- Text segment -
• • • • • • •

John Williamson: High gas prices have been the plan all along | Financial Post
For that noisy and insistent band of politicians, activists and interest groups pushing Canada relentlessly towards a costly net-zero emissions future, the moment of success has arrived. Mission accomplished! And sooner than expected. Gas is through the roof. Pump prices are so high many people are making significant sacrifices just to fill up their tank. Families are cancelling summer driving vacations. Hooray!
So why all the long faces down at Climate Crisis Central? The cost of putting gas in the family vehicle has become the most significant economic and political issue of 2022. With the price of almost everything heading up, the pain of inflation is sharpest at the pump. Strip out gasoline from Canada’s current 7.7 per cent inflation rate and it falls to 6.3 per cent.
But as this energy affordability crisis grows, the same folks who have been working tirelessly to drive gas prices higher are now shedding crocodile tears over the fact they’re so high.
Consider a joint letter published last week by the leaders of the provincial Green parties in Ontario, British Columbia, New Brunswick and P.E.I. calling on the federal government to take action on “skyrocketing increases in gas and diesel prices.” The Greens want Ottawa to send cheques to all Canadian consumers to help them cope with rampant inflation at the pump, paid for by a new tax on oil and gas companies.
There’s no question Canadians deserve a break from sky-high energy prices but the Greens are the last party anyone should trust to provide it. They’ve habitually and enthusiastically supported higher carbon taxes while opposing new pipelines and refineries and demanding greater taxpayer-funded subsidies for unreliable and costly renewable energy. It is a suite of policies consciously designed to make life more expensive for the average Canadian. And now that it’s working they’re demanding rebate cheques to soften the blow?
This sort of deception is not restricted to Green opposition parties. Quebec’s government has banned all oil and gas exploration in the province and continues to stymie energy projects that cross its borders. This directly contributes to reduced supply and ultimately pushes prices higher. Yet earlier this year the province sent residents $500 to compensate for the exorbitant energy costs such policies have helped create.
British Columbia’s Energy Minister Bruce Ralston said in May “I am acutely aware of the impacts increased prices are having, whether it is on businesses or on households … We are doing what we can.” Hardly! B.C. has the highest gas prices in North America because of the province’s $50 per tonne carbon tax, alongside numerous other provincial and municipal imposts. In Vancouver, six levels of tax account for 38 per cent of the pump price.

• • • • • • •

Photo-based referring expression data
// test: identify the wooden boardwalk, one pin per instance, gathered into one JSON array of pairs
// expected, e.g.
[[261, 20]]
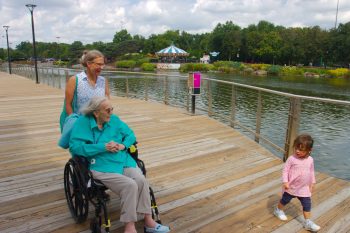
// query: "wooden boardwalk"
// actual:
[[207, 177]]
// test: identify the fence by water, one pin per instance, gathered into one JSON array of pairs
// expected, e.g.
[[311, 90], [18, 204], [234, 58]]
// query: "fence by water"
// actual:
[[270, 117]]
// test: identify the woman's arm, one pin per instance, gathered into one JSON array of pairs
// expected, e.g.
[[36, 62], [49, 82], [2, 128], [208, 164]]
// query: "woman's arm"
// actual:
[[81, 140], [69, 94], [128, 135]]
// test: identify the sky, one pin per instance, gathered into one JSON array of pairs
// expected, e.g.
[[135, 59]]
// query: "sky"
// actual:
[[66, 21]]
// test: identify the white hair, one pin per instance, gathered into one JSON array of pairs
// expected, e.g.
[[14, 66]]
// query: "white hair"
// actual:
[[93, 105]]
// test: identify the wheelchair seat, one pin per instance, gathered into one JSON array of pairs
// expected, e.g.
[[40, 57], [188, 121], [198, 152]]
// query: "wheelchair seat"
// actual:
[[81, 188]]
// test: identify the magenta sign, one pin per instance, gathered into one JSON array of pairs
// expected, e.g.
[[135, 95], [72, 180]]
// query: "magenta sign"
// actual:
[[196, 80]]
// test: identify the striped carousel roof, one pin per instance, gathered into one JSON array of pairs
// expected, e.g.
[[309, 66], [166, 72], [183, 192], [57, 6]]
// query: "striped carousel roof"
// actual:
[[172, 51]]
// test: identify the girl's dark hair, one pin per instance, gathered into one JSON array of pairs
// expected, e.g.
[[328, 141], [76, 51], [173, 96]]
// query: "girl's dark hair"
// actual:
[[303, 142]]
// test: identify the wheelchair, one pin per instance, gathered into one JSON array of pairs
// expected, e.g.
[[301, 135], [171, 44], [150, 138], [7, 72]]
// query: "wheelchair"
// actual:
[[81, 189]]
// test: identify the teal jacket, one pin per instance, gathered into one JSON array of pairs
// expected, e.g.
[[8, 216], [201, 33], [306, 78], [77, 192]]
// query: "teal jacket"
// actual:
[[89, 141]]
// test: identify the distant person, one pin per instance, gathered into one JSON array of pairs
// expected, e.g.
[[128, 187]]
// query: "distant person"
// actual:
[[298, 180], [80, 89], [103, 139]]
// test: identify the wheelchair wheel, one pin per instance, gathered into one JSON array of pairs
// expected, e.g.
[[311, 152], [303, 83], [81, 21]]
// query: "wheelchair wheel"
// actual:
[[75, 191]]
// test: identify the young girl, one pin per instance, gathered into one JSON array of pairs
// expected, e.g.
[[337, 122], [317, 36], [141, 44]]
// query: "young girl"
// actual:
[[298, 180]]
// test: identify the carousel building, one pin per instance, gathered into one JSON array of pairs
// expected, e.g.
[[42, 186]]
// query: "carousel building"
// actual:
[[171, 57]]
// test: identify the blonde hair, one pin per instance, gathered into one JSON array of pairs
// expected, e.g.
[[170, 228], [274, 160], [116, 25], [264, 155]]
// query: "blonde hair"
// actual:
[[89, 56], [93, 105]]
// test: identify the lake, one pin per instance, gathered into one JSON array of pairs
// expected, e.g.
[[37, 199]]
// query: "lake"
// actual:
[[329, 124]]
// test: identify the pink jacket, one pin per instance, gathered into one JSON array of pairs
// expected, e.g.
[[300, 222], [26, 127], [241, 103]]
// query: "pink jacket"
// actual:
[[300, 175]]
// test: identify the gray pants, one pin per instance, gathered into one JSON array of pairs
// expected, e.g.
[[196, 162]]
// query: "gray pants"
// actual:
[[133, 189]]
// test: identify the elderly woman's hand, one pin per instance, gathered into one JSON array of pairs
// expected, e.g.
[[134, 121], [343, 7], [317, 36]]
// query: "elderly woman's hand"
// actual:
[[112, 146]]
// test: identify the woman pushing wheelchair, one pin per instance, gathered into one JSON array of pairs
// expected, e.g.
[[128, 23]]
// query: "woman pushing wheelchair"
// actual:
[[103, 139]]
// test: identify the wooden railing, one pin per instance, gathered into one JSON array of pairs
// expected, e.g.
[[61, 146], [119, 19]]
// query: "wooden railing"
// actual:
[[172, 89]]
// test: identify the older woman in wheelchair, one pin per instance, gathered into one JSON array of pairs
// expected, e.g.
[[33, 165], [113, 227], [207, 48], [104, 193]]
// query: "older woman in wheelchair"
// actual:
[[101, 142]]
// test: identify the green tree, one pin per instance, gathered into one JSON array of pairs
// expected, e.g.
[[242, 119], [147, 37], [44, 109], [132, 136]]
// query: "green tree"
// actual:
[[121, 36]]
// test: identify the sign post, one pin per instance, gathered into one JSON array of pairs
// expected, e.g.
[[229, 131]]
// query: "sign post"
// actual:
[[194, 86]]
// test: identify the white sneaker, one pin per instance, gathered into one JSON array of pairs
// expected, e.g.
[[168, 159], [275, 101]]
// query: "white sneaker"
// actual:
[[311, 226], [280, 214]]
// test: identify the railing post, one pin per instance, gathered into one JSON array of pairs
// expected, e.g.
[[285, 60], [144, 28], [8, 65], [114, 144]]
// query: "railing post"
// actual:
[[53, 77], [166, 92], [188, 99], [210, 100], [258, 118], [233, 106], [127, 87], [293, 126]]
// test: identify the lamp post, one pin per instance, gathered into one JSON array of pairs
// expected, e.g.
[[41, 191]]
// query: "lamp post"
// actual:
[[58, 45], [31, 9], [8, 48]]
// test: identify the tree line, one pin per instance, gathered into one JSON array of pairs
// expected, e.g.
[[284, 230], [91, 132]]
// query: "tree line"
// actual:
[[260, 43]]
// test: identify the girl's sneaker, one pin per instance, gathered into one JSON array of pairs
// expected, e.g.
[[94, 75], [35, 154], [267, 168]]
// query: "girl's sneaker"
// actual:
[[311, 226], [280, 214], [158, 229]]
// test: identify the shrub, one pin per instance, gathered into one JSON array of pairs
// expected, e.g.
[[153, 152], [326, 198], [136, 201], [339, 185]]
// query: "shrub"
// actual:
[[148, 66], [60, 63], [291, 70], [340, 72], [260, 66], [139, 62], [274, 69], [125, 64]]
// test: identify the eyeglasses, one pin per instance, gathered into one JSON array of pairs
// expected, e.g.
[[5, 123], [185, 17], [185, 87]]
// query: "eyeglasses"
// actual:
[[101, 65], [109, 110]]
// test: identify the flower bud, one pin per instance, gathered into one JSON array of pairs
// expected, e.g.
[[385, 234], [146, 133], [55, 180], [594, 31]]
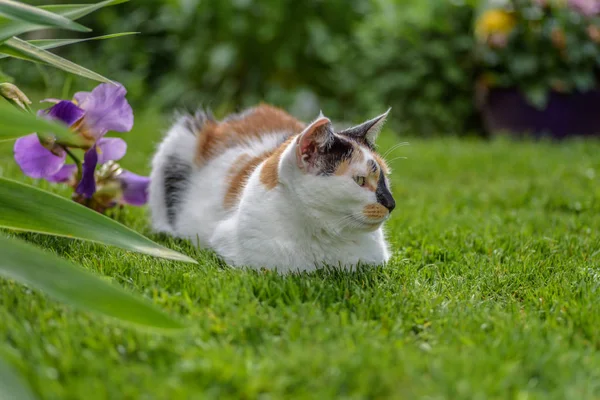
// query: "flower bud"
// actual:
[[15, 96]]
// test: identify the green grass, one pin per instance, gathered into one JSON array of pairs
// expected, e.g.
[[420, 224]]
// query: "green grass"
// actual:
[[493, 292]]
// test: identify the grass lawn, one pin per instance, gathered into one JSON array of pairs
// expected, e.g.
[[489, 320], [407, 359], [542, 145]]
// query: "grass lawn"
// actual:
[[493, 292]]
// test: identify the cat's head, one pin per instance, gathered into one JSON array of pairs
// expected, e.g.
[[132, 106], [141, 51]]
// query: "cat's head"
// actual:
[[341, 176]]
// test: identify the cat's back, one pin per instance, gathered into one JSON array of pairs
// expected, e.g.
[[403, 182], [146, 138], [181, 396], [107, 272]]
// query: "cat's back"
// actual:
[[210, 164], [258, 128]]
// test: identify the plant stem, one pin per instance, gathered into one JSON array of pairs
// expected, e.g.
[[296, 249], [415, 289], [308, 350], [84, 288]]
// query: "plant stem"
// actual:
[[77, 162]]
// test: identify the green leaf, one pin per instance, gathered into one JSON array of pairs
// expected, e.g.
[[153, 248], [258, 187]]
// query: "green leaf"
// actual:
[[18, 48], [9, 28], [75, 286], [31, 14], [11, 384], [16, 123], [25, 208], [54, 43]]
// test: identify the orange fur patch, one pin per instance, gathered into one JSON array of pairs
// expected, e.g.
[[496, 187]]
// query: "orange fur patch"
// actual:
[[375, 211], [240, 172], [269, 174], [356, 158], [216, 137], [240, 176]]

• • • • • • •

- Assignment A -
Quote the gas prices column, beginning at the words "So why all the" and stopping after the words "6.3 per cent.".
- Assignment B -
According to the gas prices column, what share of the pump price in Vancouver is made up of six levels of tax?
- Assignment C -
Carry on the column about high gas prices from the point where it stops.

- Exercise answer A -
So why all the long faces down at Climate Crisis Central? The cost of putting gas in the family vehicle has become the most significant economic and political issue of 2022. With the price of almost everything heading up, the pain of inflation is sharpest at the pump. Strip out gasoline from Canada’s current 7.7 per cent inflation rate and it falls to 6.3 per cent.

- Exercise answer B -
38 per cent

- Exercise answer C -
Canada’s climate change policy has been built on a foundation of making fossil fuels ever more expensive. That is the entire point of the Trudeau government’s carbon tax, currently at $50 per tonne (or 11¢/litre, plus GST) and scheduled to hit $170 (or 38¢/litre, plus GST) by 2030. The same holds for the Clean Fuel Standard — Canada’s second carbon tax —scheduled to add another 13¢/litre (plus GST).
The pennies add up quickly, resulting in many Canadian households paying thousands more dollars for routine energy use.
Higher gas prices are also the implicit goal of the parade of other environmental rules, regulations and restrictions that deliberately make it as difficult as possible to extract, refine and ship Canada’s oil and gas wealth.
The green objective has always been to price gas out of the reach of Canadian consumers. The politicians promoting this scheme presumably figured the pain point would be far enough off in the future that they wouldn’t face any direct consequences from voters inconvenienced by their revolutionary plans.
But now these price-boosting domestic policies have collided with a host of global calamities, including the war in Ukraine and the COVID-19 pandemic, and the result has been soaring inflation at home and around the world. But this series of unfortunate events isn’t a deviation from the long-term plan, merely its acceleration.
With the day of reckoning arriving much sooner than expected the politicians and activists who worked so hard to push gas prices higher are now running as fast as they can away from the consequences of their own policies. They should at least have the honesty and good grace to stand before the public and admit this is what they have wanted all along. Claims they now sympathize with hard-pressed consumers are pure hypocrisy.
Voters are smart enough to figure out who’s been helping them out and who’s been making their life more difficult all along.
Originally published July 19 in the Financial Post.
John Williamson is Conservative MP for New Brunswick Southwest and chairman of the House of Commons Public Accounts Committee.